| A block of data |
# # # # # # #

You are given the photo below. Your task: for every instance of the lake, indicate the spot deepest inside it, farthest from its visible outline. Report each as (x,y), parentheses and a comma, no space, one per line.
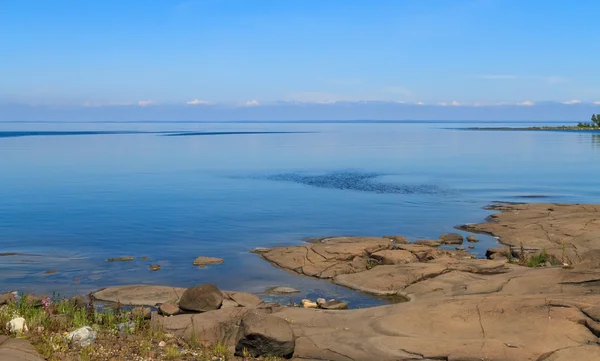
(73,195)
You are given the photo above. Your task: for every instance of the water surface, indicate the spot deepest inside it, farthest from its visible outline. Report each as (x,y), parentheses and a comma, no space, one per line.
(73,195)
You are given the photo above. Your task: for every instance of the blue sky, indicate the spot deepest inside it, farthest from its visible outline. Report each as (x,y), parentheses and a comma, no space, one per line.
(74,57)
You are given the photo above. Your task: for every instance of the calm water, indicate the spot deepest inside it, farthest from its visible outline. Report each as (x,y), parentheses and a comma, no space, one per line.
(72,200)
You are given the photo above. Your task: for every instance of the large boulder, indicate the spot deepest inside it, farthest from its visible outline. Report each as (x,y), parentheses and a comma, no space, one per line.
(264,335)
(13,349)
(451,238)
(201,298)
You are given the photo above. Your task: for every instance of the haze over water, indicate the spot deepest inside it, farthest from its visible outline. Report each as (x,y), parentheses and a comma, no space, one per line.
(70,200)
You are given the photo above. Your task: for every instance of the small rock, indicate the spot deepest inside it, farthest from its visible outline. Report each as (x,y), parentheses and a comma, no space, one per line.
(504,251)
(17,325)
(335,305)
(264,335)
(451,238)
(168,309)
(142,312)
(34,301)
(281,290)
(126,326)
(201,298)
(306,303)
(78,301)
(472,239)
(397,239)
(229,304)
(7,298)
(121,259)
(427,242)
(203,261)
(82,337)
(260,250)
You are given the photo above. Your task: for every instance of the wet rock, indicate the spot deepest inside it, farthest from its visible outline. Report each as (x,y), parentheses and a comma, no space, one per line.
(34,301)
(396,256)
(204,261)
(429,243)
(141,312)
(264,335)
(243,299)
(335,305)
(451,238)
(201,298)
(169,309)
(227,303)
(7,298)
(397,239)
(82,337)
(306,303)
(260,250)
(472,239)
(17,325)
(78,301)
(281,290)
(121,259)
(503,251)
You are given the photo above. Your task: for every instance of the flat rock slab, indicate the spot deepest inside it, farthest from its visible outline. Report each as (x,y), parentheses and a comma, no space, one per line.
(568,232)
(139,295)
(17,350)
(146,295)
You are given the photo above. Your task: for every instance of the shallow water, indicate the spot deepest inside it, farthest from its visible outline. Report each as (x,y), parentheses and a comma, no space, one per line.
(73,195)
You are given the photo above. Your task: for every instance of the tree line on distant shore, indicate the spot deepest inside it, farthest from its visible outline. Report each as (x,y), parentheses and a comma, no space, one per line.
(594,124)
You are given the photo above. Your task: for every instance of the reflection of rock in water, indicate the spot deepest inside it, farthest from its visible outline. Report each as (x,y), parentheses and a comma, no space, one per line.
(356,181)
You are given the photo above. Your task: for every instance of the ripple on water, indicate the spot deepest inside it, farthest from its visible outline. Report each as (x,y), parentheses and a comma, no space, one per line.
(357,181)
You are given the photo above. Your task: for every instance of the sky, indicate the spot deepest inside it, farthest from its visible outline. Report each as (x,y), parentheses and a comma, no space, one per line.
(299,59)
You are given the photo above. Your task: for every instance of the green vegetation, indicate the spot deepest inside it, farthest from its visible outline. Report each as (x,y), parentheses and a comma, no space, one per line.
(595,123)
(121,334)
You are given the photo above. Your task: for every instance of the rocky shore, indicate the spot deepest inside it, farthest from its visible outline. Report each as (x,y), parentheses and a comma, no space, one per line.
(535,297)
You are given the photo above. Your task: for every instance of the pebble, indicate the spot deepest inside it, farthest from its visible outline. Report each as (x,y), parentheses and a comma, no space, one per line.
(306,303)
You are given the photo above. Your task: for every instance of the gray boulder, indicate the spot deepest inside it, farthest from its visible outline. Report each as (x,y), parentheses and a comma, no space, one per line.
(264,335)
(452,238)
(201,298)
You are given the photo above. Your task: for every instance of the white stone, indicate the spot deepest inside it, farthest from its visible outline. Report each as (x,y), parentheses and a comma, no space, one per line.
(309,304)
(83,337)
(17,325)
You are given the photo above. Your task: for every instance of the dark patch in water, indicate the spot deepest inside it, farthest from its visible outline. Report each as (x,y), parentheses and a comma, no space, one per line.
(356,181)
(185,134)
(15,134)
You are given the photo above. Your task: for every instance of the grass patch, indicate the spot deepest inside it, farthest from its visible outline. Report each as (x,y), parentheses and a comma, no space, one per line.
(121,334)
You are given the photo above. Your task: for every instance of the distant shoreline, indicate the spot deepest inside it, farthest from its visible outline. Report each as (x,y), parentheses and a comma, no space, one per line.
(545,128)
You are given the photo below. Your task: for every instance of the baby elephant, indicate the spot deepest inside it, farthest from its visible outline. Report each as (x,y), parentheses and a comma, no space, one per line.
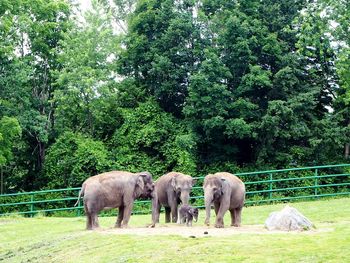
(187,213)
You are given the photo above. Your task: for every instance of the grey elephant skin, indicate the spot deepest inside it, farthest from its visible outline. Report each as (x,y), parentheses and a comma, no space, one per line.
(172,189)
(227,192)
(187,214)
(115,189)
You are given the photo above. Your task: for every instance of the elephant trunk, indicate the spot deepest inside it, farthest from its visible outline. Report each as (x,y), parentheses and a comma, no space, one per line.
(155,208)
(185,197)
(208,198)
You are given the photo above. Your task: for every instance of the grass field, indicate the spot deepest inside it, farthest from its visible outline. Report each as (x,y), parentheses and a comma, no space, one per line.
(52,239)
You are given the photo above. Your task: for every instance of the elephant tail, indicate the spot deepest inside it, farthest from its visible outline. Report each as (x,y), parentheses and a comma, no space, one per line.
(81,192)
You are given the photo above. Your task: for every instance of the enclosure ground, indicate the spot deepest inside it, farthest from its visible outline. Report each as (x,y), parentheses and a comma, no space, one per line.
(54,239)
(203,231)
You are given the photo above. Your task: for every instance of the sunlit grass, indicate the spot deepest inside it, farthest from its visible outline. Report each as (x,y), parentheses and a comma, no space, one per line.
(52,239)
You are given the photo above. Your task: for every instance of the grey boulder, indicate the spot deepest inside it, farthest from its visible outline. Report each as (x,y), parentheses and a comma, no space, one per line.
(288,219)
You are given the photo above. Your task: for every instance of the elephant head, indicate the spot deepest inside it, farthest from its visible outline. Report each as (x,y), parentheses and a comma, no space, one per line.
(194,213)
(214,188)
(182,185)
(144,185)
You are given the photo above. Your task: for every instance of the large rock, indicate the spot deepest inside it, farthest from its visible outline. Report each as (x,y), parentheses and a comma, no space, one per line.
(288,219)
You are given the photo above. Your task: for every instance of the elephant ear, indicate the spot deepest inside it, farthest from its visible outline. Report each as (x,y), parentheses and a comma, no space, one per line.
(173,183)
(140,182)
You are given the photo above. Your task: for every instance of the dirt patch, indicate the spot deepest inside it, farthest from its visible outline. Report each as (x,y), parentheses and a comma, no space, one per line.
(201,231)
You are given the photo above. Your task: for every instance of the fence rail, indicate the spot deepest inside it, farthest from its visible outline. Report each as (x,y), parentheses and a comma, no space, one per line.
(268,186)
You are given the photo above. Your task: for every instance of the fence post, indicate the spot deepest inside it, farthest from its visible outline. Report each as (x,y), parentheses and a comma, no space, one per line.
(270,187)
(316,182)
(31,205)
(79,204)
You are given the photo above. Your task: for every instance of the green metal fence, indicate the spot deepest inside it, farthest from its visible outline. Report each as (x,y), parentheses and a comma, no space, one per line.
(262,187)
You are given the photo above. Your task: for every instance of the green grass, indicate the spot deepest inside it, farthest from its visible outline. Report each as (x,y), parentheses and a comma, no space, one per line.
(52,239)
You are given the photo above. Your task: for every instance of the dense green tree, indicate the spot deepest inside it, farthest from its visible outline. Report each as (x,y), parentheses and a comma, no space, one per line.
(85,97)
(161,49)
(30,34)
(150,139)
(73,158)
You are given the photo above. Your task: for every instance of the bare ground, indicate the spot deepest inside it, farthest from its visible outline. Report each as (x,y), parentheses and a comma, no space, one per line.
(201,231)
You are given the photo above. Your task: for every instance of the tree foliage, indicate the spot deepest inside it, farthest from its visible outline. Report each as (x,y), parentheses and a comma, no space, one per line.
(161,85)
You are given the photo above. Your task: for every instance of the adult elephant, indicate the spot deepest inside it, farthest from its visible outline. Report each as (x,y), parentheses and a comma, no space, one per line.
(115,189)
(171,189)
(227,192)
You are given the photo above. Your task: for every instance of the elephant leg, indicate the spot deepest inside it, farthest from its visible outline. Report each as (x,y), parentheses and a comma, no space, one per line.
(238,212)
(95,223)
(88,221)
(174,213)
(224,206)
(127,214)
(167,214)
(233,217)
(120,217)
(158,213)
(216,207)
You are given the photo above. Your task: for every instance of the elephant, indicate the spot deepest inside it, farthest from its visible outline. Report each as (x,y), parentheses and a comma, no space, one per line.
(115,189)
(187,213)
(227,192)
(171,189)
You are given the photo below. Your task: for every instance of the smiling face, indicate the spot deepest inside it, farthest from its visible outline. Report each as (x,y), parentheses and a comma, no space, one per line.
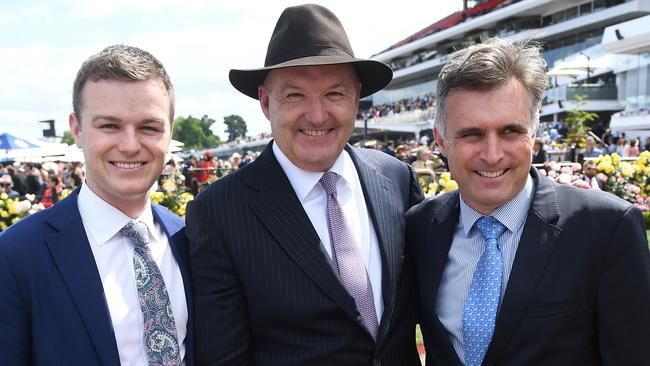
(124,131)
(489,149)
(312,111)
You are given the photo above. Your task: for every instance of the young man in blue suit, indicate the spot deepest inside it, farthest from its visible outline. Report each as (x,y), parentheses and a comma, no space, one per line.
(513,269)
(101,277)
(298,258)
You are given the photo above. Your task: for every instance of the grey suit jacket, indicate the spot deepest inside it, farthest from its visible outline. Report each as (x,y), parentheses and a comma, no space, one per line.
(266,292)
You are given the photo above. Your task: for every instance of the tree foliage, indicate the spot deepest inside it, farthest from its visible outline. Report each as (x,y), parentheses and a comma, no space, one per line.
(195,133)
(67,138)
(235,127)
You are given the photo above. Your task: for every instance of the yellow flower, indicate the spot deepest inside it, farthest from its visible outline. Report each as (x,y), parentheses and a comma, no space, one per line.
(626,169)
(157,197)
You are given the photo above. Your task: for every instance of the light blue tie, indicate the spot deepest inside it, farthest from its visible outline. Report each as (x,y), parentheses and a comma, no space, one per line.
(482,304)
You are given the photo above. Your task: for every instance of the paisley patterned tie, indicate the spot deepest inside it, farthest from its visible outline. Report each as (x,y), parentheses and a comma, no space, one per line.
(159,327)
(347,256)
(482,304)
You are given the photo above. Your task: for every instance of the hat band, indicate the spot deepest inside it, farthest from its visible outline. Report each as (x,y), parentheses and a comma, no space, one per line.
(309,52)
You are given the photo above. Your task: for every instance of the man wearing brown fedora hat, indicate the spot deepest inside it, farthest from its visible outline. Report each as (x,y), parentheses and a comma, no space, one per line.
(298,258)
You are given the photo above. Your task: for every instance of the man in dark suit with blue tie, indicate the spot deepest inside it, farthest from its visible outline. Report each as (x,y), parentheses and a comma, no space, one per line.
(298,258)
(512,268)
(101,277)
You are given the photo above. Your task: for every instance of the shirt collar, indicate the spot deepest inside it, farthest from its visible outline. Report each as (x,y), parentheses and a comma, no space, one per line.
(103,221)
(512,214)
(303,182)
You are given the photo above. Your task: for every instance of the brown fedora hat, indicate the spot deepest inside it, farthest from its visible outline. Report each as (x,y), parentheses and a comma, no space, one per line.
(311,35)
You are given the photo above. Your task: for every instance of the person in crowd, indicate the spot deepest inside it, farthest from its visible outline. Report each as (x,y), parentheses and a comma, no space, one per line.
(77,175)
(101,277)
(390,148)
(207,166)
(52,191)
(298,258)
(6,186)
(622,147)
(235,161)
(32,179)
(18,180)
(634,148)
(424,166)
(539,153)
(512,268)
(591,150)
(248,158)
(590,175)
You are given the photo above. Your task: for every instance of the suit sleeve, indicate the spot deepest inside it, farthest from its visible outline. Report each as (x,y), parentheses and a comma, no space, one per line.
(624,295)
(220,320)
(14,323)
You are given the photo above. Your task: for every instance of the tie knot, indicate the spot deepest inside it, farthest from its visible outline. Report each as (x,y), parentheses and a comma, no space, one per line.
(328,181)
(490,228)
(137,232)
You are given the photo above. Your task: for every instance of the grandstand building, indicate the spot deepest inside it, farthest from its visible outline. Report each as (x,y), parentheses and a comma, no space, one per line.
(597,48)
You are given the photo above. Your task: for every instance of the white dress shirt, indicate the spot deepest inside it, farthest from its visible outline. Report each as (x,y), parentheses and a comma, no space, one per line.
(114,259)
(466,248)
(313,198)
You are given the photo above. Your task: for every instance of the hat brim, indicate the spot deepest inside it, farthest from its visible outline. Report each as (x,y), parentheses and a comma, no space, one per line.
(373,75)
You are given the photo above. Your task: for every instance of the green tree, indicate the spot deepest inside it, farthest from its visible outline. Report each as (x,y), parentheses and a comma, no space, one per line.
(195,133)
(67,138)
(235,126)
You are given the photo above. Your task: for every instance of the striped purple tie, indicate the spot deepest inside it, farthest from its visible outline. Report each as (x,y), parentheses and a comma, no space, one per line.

# # # # # # #

| Exercise brief |
Transcribe the records above exactly, but only from the line that contains "hat brim, indicate" through their final line, inclusive.

| In response |
You are given the photo above. Your task: for every instance of the hat brim, indicate the spot deepest inside it, farthest from its visible outline. Report each as (x,y), parentheses and a comma, no space, one per line.
(373,75)
You are given the photo above. Your task: for every instance of the green tree, indicate the spot deepest inside it, farthest from its visible outline. Report each as (x,y), parentheses and a comma, no space, one per line.
(195,133)
(67,138)
(235,126)
You are given the photo above. Your task: for every instance of the striped purple tie, indicate the spot deepest inside it, farthest from its visible outline. Report each as (x,y), parentheses and a comma, no space, one per line.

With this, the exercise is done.